- WORK INSTRUCTIONS -
Below are records; copy every line among them that contains the word "positive".
*** MATERIAL FOR THE TASK Section Begins ***
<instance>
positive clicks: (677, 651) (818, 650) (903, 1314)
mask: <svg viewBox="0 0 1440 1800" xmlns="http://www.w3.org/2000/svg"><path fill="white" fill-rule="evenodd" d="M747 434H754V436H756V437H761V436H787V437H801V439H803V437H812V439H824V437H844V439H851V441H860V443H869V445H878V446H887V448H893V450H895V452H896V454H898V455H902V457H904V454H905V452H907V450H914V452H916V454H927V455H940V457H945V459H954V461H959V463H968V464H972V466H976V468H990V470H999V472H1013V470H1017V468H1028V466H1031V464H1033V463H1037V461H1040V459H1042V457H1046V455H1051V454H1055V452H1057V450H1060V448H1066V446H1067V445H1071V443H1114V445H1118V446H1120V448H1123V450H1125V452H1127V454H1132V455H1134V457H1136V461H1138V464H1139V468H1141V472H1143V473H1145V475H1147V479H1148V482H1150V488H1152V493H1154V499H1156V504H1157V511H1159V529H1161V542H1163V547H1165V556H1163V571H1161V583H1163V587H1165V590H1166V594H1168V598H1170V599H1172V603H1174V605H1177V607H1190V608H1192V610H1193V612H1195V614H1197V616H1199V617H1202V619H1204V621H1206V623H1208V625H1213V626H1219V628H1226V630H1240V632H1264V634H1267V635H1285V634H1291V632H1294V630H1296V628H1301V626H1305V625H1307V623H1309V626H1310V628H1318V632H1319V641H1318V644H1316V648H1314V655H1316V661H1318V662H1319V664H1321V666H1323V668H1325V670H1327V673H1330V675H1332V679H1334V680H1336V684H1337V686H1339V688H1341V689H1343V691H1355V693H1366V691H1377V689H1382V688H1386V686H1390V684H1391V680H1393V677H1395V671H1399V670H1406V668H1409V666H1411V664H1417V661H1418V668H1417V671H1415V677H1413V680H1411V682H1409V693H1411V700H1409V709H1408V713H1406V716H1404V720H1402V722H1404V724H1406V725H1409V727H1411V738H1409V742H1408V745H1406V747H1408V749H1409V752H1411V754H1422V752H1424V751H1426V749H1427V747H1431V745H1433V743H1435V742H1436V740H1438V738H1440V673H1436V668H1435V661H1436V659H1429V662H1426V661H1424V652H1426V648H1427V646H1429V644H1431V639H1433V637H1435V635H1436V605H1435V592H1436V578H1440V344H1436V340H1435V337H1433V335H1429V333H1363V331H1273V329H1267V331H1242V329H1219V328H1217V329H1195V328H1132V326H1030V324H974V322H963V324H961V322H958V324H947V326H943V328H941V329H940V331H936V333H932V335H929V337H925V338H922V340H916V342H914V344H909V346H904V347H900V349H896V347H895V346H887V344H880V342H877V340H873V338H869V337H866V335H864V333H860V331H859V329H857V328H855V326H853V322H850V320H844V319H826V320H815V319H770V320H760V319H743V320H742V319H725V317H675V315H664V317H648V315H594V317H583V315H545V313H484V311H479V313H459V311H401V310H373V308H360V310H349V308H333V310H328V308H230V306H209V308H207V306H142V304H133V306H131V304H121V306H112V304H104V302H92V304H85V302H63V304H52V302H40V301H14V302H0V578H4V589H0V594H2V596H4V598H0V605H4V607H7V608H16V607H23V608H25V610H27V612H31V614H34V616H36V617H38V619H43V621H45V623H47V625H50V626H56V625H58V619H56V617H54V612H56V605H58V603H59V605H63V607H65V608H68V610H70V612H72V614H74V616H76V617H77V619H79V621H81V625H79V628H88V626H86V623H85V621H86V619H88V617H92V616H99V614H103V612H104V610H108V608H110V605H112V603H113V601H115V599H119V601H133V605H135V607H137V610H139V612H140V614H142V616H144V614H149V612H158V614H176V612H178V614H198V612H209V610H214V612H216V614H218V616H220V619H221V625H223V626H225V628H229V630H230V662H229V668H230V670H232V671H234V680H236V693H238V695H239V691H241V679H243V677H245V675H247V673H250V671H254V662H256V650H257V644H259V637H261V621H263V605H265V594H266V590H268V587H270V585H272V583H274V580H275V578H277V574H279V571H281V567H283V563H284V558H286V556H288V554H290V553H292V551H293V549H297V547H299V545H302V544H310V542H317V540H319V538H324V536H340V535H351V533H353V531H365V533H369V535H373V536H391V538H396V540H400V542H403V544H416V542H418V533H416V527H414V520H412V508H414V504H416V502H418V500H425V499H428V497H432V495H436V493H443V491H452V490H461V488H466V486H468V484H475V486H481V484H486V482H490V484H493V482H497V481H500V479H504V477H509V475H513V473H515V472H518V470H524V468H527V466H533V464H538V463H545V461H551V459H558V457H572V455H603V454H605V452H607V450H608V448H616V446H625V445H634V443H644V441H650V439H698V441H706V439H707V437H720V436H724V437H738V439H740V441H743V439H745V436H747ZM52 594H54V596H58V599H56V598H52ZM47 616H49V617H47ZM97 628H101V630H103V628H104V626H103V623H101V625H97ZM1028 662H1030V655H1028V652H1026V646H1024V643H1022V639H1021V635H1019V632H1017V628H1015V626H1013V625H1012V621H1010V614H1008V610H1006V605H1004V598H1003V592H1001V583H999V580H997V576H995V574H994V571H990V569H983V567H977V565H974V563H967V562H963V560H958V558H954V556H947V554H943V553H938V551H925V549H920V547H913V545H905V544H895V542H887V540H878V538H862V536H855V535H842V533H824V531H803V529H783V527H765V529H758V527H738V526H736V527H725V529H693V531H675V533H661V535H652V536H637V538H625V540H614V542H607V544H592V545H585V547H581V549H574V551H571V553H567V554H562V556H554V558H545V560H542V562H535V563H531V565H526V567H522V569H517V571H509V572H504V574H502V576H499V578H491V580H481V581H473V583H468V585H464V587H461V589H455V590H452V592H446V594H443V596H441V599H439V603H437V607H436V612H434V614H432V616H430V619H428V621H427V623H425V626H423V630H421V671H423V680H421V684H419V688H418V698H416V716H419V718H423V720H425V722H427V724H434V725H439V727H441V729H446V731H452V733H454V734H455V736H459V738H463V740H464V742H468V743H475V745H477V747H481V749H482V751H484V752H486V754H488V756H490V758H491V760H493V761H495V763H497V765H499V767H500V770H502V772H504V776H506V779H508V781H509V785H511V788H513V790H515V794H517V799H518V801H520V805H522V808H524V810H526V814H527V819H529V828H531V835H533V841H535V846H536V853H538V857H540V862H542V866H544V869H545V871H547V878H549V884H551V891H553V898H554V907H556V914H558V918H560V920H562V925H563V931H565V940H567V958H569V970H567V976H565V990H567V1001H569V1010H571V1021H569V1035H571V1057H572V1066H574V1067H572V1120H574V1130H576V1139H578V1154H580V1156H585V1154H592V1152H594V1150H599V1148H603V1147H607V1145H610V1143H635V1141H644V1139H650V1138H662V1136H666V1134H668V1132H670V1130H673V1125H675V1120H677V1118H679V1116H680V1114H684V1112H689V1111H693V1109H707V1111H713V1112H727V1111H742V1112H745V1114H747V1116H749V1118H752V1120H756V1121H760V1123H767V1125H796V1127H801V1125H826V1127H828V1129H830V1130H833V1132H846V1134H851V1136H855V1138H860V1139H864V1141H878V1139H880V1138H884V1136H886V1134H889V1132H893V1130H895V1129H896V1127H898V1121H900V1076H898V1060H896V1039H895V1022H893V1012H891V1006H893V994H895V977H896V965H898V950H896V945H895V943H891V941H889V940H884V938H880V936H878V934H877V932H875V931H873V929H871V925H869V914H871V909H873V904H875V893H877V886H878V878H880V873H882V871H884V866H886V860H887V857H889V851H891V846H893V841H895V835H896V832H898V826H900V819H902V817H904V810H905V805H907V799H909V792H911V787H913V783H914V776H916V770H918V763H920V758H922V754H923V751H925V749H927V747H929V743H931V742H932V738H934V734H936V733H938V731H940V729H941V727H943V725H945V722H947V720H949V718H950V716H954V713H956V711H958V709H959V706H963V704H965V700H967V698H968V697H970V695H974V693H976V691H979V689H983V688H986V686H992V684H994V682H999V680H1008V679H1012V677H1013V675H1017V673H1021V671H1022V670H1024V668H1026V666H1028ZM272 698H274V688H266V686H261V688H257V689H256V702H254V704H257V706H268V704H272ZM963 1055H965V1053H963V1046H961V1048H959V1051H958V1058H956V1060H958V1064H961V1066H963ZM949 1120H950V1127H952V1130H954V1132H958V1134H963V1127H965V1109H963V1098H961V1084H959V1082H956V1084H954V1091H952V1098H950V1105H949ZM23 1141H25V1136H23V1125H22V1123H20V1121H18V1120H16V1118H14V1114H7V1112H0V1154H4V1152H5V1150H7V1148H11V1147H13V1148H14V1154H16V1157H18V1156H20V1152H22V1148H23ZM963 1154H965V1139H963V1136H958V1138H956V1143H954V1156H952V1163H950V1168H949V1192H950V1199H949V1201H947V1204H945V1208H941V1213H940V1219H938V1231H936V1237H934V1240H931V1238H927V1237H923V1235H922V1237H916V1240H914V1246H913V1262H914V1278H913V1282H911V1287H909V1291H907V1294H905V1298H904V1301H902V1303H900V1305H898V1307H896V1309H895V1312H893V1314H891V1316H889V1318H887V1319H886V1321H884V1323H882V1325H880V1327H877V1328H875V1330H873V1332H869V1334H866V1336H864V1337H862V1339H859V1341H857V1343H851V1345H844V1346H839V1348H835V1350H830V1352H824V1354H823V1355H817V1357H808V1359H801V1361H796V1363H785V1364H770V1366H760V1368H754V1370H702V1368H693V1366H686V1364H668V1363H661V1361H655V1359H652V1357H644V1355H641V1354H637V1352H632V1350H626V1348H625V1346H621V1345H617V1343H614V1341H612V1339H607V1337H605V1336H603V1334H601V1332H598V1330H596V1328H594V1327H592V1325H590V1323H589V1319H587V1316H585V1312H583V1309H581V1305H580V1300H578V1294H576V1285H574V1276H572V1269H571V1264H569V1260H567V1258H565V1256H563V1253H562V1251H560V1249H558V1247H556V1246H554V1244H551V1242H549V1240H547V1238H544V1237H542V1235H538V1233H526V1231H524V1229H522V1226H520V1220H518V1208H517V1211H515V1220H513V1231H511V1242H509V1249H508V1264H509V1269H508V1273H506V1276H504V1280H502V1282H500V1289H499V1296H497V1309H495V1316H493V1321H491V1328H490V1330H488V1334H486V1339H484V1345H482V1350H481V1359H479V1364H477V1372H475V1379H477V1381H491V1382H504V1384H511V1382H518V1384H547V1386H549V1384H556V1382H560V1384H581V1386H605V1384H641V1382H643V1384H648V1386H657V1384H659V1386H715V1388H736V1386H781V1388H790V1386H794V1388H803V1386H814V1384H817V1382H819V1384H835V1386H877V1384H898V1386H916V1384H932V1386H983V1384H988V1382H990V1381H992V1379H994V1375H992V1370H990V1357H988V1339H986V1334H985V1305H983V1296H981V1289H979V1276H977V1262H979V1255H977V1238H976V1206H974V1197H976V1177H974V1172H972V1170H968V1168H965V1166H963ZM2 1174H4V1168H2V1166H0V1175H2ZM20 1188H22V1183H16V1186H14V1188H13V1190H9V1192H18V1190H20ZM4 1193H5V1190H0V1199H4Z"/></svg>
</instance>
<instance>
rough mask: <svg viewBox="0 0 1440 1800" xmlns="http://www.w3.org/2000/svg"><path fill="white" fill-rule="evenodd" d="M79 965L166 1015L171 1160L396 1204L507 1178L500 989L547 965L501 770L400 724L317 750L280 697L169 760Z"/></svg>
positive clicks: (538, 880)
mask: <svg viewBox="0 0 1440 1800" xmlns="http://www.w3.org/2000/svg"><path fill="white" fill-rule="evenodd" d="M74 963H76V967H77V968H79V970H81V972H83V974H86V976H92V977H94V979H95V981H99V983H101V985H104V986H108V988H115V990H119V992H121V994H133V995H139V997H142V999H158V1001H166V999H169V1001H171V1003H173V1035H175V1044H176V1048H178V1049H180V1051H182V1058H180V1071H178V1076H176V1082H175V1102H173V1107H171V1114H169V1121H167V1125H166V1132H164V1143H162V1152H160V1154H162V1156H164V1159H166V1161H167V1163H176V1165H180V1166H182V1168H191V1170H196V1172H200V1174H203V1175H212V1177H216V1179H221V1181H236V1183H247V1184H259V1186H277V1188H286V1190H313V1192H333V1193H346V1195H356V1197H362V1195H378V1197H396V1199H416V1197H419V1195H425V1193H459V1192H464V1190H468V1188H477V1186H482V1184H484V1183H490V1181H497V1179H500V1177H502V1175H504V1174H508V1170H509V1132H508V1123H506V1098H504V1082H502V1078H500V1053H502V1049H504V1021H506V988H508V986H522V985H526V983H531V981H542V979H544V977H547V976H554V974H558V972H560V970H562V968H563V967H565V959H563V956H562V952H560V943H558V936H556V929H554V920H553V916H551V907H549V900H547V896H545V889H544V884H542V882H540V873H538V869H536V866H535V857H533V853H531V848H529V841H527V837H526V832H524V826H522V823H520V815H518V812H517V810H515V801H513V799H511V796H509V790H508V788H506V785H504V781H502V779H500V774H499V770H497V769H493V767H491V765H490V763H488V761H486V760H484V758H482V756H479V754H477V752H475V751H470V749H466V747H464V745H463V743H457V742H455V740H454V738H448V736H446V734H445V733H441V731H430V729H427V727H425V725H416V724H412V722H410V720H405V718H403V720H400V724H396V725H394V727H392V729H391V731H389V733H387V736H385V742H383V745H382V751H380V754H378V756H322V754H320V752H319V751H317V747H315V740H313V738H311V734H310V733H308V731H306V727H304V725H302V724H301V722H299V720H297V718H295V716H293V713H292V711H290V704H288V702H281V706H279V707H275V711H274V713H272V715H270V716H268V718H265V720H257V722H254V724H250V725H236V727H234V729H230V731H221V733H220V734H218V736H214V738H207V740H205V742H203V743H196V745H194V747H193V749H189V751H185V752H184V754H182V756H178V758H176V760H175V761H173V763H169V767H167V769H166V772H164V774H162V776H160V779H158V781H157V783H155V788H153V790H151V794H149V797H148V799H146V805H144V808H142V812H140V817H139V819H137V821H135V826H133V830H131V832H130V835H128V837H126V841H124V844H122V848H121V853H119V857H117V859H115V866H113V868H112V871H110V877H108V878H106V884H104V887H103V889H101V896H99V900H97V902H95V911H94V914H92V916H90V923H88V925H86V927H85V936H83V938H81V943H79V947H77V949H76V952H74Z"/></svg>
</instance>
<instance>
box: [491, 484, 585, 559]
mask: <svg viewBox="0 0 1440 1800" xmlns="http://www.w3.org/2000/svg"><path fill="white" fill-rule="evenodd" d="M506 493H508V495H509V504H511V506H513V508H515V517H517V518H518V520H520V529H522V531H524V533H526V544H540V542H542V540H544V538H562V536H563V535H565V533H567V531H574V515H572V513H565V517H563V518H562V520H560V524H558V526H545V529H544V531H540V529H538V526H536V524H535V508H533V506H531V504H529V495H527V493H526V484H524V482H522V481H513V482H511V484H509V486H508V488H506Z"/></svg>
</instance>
*** MATERIAL FOR THE TASK Section Ends ***
- ANSWER BOX -
positive clicks: (677, 651) (818, 650) (903, 1314)
positive clicks: (538, 880)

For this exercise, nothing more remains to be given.